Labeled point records
-- -- --

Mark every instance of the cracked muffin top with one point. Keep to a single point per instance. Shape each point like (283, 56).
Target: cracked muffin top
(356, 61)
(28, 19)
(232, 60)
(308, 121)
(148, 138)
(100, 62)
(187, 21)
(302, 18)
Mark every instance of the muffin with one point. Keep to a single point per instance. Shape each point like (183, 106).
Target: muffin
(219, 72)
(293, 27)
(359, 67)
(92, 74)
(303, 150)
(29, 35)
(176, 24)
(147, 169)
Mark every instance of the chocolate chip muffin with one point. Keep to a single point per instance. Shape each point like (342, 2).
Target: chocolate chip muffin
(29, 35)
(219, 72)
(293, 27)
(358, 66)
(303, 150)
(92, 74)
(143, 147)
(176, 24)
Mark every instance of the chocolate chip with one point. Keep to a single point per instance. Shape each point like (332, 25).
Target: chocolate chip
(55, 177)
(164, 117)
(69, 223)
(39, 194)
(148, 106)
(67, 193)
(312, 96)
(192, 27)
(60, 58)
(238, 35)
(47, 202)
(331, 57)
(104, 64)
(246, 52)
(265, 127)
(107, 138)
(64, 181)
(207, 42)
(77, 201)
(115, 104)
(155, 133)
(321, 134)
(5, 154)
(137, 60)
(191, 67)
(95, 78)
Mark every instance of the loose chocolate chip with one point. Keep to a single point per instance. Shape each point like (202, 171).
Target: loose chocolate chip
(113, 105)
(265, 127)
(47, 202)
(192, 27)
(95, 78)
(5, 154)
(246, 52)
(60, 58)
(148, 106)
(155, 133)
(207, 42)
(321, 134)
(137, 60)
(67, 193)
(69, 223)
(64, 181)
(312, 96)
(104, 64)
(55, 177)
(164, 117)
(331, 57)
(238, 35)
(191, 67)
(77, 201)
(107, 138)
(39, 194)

-- -- --

**Aim**
Rewrite the material above with each "muffin" changed to "cupcake" and nothing else altered.

**Exercise solution**
Mark every instance of the cracked cupcake top with one point. Keep to a single point per instance. Shape each point like (283, 56).
Target: cracked cupcake top
(356, 61)
(28, 19)
(232, 60)
(308, 121)
(148, 138)
(100, 62)
(187, 21)
(302, 18)
Mark every instance of the cupcake with one point. Keep to a single point per instance. Shape each point like (183, 106).
Target: cupcake
(219, 72)
(293, 27)
(359, 67)
(92, 74)
(303, 150)
(29, 35)
(176, 24)
(147, 169)
Mark every instance of the chocolate chip cupcake with one point. Keep to a single point per instance. Shape each point like (342, 2).
Target: chocolate chip cupcake
(29, 35)
(219, 72)
(293, 27)
(358, 66)
(303, 150)
(92, 74)
(143, 147)
(176, 24)
Mark every instance of the chocolate chip with one point. Keep to a single point per instance. Shape each point like (332, 25).
Target: chocolate chip
(55, 177)
(164, 117)
(69, 223)
(39, 194)
(148, 106)
(67, 193)
(312, 96)
(192, 27)
(60, 58)
(238, 35)
(47, 202)
(331, 57)
(104, 64)
(246, 52)
(265, 127)
(107, 138)
(64, 181)
(207, 42)
(77, 201)
(115, 104)
(155, 133)
(321, 134)
(5, 154)
(137, 60)
(191, 67)
(95, 78)
Mark every instance of the loose chocolate chip with one point. Keep to a single point per instance. Shape each point like (202, 171).
Target: loose chocolate chip
(113, 105)
(265, 127)
(47, 202)
(192, 27)
(95, 78)
(5, 154)
(246, 52)
(60, 58)
(148, 106)
(155, 133)
(207, 42)
(321, 134)
(137, 60)
(67, 193)
(69, 223)
(64, 181)
(312, 96)
(104, 64)
(55, 177)
(164, 117)
(331, 57)
(238, 35)
(191, 67)
(77, 201)
(107, 138)
(39, 194)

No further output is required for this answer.